*Texte source*:
★ ★ ★ ★ ★ ★ ★

Des locaux d’un immeuble de bureaux d’entreprise accueillant parfois soit dans le bureau d’un collaborateur soit dans une salle dédiée et en présence d’une personne de l’entreprise des personnes étrangères à cette entreprise sont-ils classables systématiquement en ERP ?

D’apparence, la réponse à cette question est simple. Il suffirait de suivre les quelques lignes ci-dessous :

« Les locaux et immeubles de bureaux ne doivent être considérés comme des établissements recevant du public que lorsqu’ils sont spécialement aménagés pour la réception régulière des clients ou usagers. Tel est le cas notamment :

          Des locaux d’accueil et d’attente du public des administrations publiques ou privées ;

          Des agences d’établissements bancaires ;

          Des salles de cours ou de réunions de sociétés commerciales ou industrielles qui reçoivent régulièrement des personnes n’appartenant pas au personnel de l’établissement.

Dans les autres cas la sauvegarde des visiteurs ou clients occasionnels n’est pas régie par la réglementation sur les établissements recevant du public et ne pose pas de problème spécifique, car les mesures prises pour la protection des employés (au titre du code du travail) doivent permettre d’assurer la sécurité de l’ensemble des occupants. »

★ ★ ★ ★ ★ ★ ★

*Items extraits*:
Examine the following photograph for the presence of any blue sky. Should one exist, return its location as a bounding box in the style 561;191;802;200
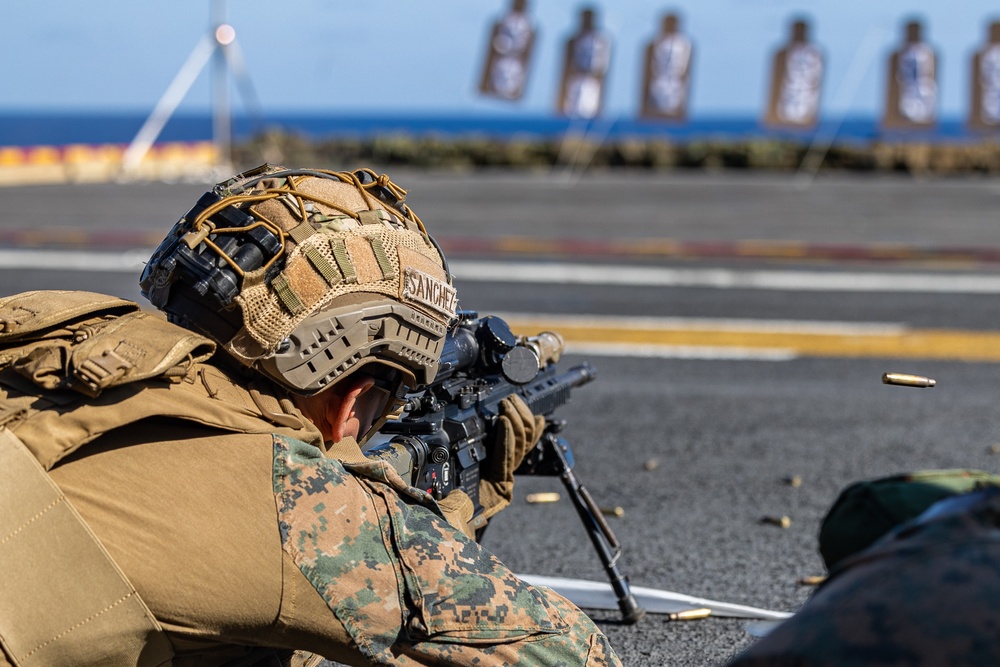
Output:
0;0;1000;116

★ ★ ★ ★ ★ ★ ★

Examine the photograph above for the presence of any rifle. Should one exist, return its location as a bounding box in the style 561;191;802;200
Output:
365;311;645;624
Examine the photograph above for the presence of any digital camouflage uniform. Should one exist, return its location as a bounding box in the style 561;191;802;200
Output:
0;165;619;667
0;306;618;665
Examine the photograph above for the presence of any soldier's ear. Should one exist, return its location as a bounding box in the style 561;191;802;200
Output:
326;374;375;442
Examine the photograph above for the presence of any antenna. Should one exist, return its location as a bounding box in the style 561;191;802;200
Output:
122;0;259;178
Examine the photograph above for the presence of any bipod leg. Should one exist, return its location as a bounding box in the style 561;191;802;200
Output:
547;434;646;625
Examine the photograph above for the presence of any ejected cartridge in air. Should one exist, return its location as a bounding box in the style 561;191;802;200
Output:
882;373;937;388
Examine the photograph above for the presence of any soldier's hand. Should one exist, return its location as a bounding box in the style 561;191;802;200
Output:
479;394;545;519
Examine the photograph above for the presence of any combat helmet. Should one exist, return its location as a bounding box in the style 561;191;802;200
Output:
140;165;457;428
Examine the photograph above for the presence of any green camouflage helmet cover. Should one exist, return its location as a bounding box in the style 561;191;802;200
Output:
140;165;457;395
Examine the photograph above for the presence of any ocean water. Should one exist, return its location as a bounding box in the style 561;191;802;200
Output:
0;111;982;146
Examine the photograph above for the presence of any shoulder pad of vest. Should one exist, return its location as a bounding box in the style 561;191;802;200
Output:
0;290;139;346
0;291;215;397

★ ★ ★ ★ ★ ★ ★

*Actions à mener*:
- a) Recopiez tel quel le passage du texte sur les ERP allant de « Des locaux d’un » à « systématiquement en ERP ? ».
- b) Rédigez la suite du texte sur les ERP, à partir de l'endroit où il s'arrête.
Les items proviennent d'une autre source que le texte.

*Résultats par tâche*:
- a)
Des locaux d’un immeuble de bureaux d’entreprise accueillant parfois soit dans le bureau d’un collaborateur soit dans une salle dédiée et en présence d’une personne de l’entreprise des personnes étrangères à cette entreprise sont-ils classables systématiquement en ERP ?

- b)
Seulement, voilà, l’apparence séduisante soulignée en préalable à mon propos disparaît en considérant que ce qui précède provient d’une simple circulaire-mode d’emploi (des textes législatifs et règlementaires en prévention) du ministre de l’Intérieur en date du 15 novembre 1990 (relative aux établissements de 5e catégorie), laquelle circulaire appartient désormais au passé révolu car remplacée par une autre circulaire postérieure (du 22 juin 1995 relative aux CCDSA) qui n’a pas repris ces mêmes précisions.

Dans ces conditions, comment retrouver, ne serait-ce qu’un semblant de base légale, afin de résoudre notre difficulté ?

Il se trouve que la justice administrative, telle Mère-nature, a horreur du vide. Elle dispose, à cette fin, d’une source subsidiaire essentielle du Droit, à savoir sa production jurisprudentielle, à savoir ses jugements et arrêts passés en force de chose jugée (c’est-à-dire devenus définitifs après épuisement des voies de recours).

C’est ainsi qu’elle nous offre, en notre matière, un raisonnement récent (beaucoup plus récent encore que l’ancienne circulaire que j’ai citée et qui a disparu). Elle refuse de reconnaitre un ERP, justement dans : « (…) des bureaux destinés à devenir le siège de la société et qui ne seront pas ouverts à la clientèle ; (…) »[1]. Elle parvient à la même conclusion dans un second arrêt : «  (…) il ressort des pièces du dossier, et n’est pas sérieusement contesté, que les locaux à usage de bureaux prévus par la décision litigieuse (…) ne sont pas destinés à l’accueil du public ; (…) dans ces conditions, les requérants ne peuvent utilement invoquer la méconnaissance des dispositions précitées des articles L 425-3 du Code de l’urbanisme et L 111-8 du Code de la construction de l’habitation ; (…) »[2].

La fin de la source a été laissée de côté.